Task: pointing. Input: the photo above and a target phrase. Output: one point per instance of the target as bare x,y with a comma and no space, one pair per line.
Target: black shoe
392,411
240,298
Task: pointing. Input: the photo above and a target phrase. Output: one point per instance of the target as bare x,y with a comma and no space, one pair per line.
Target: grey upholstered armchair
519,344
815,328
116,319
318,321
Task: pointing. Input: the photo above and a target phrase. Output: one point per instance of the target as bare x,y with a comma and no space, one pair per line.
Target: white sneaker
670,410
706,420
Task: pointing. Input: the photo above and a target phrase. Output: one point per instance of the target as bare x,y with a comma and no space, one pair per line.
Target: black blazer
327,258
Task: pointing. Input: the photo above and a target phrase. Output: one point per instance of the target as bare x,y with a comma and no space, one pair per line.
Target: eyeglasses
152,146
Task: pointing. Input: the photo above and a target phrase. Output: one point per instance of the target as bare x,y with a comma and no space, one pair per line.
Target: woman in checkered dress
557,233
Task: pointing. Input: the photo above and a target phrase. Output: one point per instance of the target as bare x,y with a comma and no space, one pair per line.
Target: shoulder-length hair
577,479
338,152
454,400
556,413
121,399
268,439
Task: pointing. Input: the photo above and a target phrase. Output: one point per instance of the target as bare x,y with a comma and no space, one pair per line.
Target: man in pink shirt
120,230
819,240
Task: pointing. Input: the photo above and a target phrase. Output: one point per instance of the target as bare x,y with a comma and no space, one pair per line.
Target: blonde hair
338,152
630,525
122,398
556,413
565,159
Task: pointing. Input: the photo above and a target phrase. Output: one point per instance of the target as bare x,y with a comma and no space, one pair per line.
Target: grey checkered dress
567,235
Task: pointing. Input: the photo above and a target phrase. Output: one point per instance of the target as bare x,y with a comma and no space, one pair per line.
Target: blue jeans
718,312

* AIM OF THE EXERCISE: Go back to the listing above and please repeat it exactly.

* COMPLETED EXERCISE:
Task: pointing. Input: the photo above and a target phrase. Output: one point per instance of the target as bare x,y with a comma and no space, one pair per line.
Target: black shoe
392,411
240,298
Task: pointing. Input: the photo above and a target phrase. Output: one point per instance of the target as bare x,y with a comma and no space, one pair per line.
Target: grey upholstered armchair
519,344
815,328
116,319
318,321
Task: pointing. Input: the photo above and a target phrase. Output: one point per instance of the target as bare x,y with a comma and no space, one pair per line.
Target: white sneaker
670,410
706,420
Task: pointing. Input: the photo above and a target phrase. Output: one point per instance of the target as bare x,y with a comma and no space, one pair per line.
Target: black blazer
327,258
Task: pointing. Input: the photo above and a target phrase. Output: one point per instance of the target as bare x,y with a comma and no space, one pair per line.
Target: eyeglasses
152,146
Task: pointing. Input: the photo above and a target phrase. Output: one point per instance of the target as bare x,y with a comma and no space, one pair per line.
Target: woman in checkered dress
557,233
Task: pointing. Input: the photo above and a target phrase. Output: one point per instance of the target as bare x,y with a comma and no space, one pair per line.
Target: shoulder-length hair
577,479
338,152
454,400
556,413
121,399
268,439
Task: pointing. Input: the photo above and a target phrase. Output: one point per instance of the target as bare x,y with a comma and no space, one pair per line.
Target: man in pink shirt
120,230
819,240
Task: pointing. Input: the photo above and a target phrase. Output: one point per instance of the target as bare x,y with a comma and no space, one pair per line.
Target: blonde hair
338,152
630,525
122,398
556,413
565,159
Task: pointing. Input: the photo above and a target phrase. Output: one point per instance of the target as bare x,y with a comma and no space, one pair per line.
Target: grey checkered dress
567,235
Task: pointing. Input: the photo above and a target phrase. Output: one point per instance of the target as bare x,y with a comma and no space, one pair per line.
Target: blue jeans
718,312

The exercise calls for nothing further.